* [Objective]:
In the records below, change each "report the coordinates" to "give the coordinates" and leave everything else as it is.

------

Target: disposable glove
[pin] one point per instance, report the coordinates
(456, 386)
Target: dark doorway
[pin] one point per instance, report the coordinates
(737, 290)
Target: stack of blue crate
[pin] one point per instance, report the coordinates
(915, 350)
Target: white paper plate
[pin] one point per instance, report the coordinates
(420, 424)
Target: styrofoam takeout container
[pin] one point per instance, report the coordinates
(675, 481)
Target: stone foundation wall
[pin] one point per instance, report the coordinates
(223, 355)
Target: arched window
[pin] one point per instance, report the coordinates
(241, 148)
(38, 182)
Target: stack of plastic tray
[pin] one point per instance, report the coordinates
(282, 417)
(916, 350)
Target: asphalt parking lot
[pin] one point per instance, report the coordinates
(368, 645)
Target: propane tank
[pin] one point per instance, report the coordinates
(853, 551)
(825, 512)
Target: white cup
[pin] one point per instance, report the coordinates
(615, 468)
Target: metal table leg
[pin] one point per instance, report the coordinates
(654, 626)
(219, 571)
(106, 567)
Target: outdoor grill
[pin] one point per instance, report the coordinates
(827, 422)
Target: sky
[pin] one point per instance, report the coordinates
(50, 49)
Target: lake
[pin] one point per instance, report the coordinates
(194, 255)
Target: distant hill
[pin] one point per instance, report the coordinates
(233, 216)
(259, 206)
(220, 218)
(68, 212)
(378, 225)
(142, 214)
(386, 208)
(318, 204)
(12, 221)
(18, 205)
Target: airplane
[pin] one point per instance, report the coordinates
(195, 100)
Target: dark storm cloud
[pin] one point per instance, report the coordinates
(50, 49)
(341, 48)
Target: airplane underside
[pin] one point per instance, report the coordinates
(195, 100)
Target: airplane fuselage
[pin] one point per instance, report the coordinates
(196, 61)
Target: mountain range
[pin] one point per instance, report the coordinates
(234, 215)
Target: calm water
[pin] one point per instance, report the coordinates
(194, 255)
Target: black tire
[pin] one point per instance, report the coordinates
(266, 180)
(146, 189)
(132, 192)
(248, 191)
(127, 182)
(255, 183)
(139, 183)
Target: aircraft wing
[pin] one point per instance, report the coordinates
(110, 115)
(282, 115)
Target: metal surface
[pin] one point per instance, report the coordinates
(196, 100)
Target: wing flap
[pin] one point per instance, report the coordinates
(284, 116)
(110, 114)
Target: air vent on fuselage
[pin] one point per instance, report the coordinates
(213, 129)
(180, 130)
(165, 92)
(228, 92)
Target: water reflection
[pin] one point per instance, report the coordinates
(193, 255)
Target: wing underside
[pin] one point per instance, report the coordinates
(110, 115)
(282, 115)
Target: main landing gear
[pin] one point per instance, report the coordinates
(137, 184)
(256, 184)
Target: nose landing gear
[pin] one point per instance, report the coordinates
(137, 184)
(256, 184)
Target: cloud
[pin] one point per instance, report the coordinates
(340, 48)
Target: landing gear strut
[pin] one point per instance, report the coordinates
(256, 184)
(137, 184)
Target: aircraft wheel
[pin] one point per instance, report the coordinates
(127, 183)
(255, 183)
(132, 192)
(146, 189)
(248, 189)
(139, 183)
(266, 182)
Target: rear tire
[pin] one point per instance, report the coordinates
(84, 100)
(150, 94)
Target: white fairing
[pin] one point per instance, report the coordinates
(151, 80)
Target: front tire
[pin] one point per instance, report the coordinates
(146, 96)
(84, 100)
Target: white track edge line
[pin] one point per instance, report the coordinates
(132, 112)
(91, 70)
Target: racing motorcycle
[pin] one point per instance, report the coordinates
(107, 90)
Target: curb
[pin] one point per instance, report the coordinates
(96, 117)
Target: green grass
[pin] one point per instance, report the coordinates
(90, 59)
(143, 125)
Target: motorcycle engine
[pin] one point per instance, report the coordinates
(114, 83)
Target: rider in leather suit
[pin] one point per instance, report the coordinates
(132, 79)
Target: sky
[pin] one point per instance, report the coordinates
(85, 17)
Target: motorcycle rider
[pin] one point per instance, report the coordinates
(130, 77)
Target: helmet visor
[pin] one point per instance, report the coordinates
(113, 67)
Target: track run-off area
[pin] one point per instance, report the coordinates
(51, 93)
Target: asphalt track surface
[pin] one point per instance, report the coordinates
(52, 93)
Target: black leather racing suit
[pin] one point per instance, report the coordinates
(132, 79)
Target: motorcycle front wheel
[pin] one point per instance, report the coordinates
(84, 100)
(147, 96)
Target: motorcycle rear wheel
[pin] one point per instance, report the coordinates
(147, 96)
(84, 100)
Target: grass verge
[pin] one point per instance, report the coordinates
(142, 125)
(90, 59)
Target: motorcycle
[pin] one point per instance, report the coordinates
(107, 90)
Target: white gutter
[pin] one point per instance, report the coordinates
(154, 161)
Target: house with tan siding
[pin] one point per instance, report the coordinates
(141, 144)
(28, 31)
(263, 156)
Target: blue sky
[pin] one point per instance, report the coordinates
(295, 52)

------

* [Reply to the exercise]:
Target: disposable glove
[pin] one point per instance, give the coordinates
(456, 386)
Target: dark doorway
[pin] one point per instance, give the coordinates
(737, 290)
Target: stack of blue crate
[pin] one point per instance, give the coordinates
(915, 350)
Target: white paper plate
[pin] one point per instance, give the coordinates
(420, 424)
Target: styrofoam takeout container
[pin] one point per instance, give the coordinates
(675, 481)
Target: stone foundation wall
[pin] one point per instance, give the coordinates
(223, 355)
Target: arched window
[pin] one point per instance, give the coordinates
(241, 148)
(38, 182)
Target: stack of plastic tray
[pin] one point per instance, give the coordinates
(282, 417)
(916, 350)
Target: asphalt parking lot
[pin] one point per instance, give the coordinates
(368, 645)
Target: propane tank
[pin] one point per instance, give the coordinates
(853, 551)
(825, 512)
Target: white cup
[pin] one point per instance, give the coordinates
(615, 468)
Target: metal table leg
[pin] one point per instance, give the coordinates
(654, 626)
(219, 571)
(106, 567)
Target: outdoor grill
[pin] one point per instance, give the coordinates
(827, 422)
Target: sky
[pin] one point per instance, give the coordinates
(50, 49)
Target: lake
[pin] one point per instance, give the coordinates
(194, 255)
Target: distant hill
[pin] one point per instance, give the coordinates
(233, 216)
(259, 206)
(220, 218)
(68, 212)
(378, 225)
(142, 214)
(386, 208)
(318, 204)
(12, 221)
(18, 205)
Target: airplane
[pin] one point per instance, give the coordinates
(195, 100)
Target: dark storm cloud
[pin] one point per instance, give the coordinates
(50, 49)
(341, 48)
Target: airplane underside
[pin] one point per instance, give the coordinates
(195, 100)
Target: airplane fuselage
[pin] one point per instance, give the coordinates
(196, 61)
Target: mountain range
[pin] one point per instance, give the coordinates
(234, 215)
Target: calm water
[pin] one point per instance, give the coordinates
(194, 255)
Target: black tire
[pin] one point per instance, give the coordinates
(266, 180)
(146, 189)
(132, 192)
(248, 191)
(127, 182)
(255, 183)
(139, 183)
Target: aircraft wing
[pin] one point per instance, give the coordinates
(110, 115)
(282, 115)
Target: metal surface
[pin] one point per instance, give the coordinates
(196, 100)
Target: wing flap
[pin] one point per instance, give the coordinates
(284, 116)
(110, 114)
Target: air vent on fuselage
[pin] one point per instance, give the coordinates
(213, 129)
(180, 130)
(165, 92)
(228, 92)
Target: water reflection
[pin] one point per instance, give the coordinates
(193, 255)
Target: wing underside
[pin] one point per instance, give the coordinates
(110, 115)
(282, 115)
Target: main landing gear
[pin] one point per instance, give the coordinates
(137, 184)
(256, 184)
Target: nose landing gear
[pin] one point per instance, give the coordinates
(137, 184)
(256, 184)
Target: cloud
[pin] one point per instance, give the coordinates
(340, 48)
Target: landing gear strut
[pin] one point per instance, give the coordinates
(256, 184)
(137, 184)
Target: aircraft wheel
[pin] one point per instance, give the coordinates
(127, 183)
(255, 183)
(132, 192)
(146, 189)
(248, 189)
(139, 183)
(266, 182)
Target: rear tire
[pin] one point per instance, give the coordinates
(84, 100)
(150, 94)
Target: white fairing
[pin] one point per instance, give the coordinates
(151, 80)
Target: front tire
[pin] one point per instance, give the coordinates
(146, 96)
(84, 100)
Target: white track edge line
[pin] one point per instance, give the coordinates
(132, 112)
(91, 70)
Target: racing motorcycle
[pin] one point per instance, give the coordinates
(107, 90)
Target: curb
[pin] one point per instance, give the coordinates
(96, 117)
Target: green grass
[pin] one point per instance, give the coordinates
(90, 59)
(143, 125)
Target: motorcycle engine
[pin] one point per instance, give the coordinates
(114, 83)
Target: rider in leather suit
[pin] one point per instance, give the coordinates
(132, 79)
Target: sky
[pin] one point per instance, give the coordinates
(85, 17)
Target: motorcycle rider
[pin] one point per instance, give the coordinates
(130, 77)
Target: helmet visor
[pin] one point per instance, give the coordinates
(113, 67)
Target: track run-off area
[pin] one point per instance, give the coordinates
(51, 93)
Target: asphalt track surface
[pin] one point per instance, give the coordinates
(52, 93)
Target: black leather racing suit
[pin] one point per instance, give the coordinates
(132, 79)
Target: motorcycle front wheel
[pin] one point per instance, give the coordinates
(84, 100)
(147, 96)
Target: motorcycle rear wheel
[pin] one point per instance, give the coordinates
(147, 96)
(84, 100)
Target: grass verge
[pin] one point per instance, give the coordinates
(142, 125)
(90, 59)
Target: motorcycle
[pin] one point per instance, give the coordinates
(107, 90)
Target: white gutter
[pin] one point per instance, give the coordinates
(154, 161)
Target: house with tan siding
[pin] one point per instance, give the coordinates
(141, 144)
(28, 31)
(263, 156)
Target: blue sky
[pin] one point per instance, give the coordinates
(295, 52)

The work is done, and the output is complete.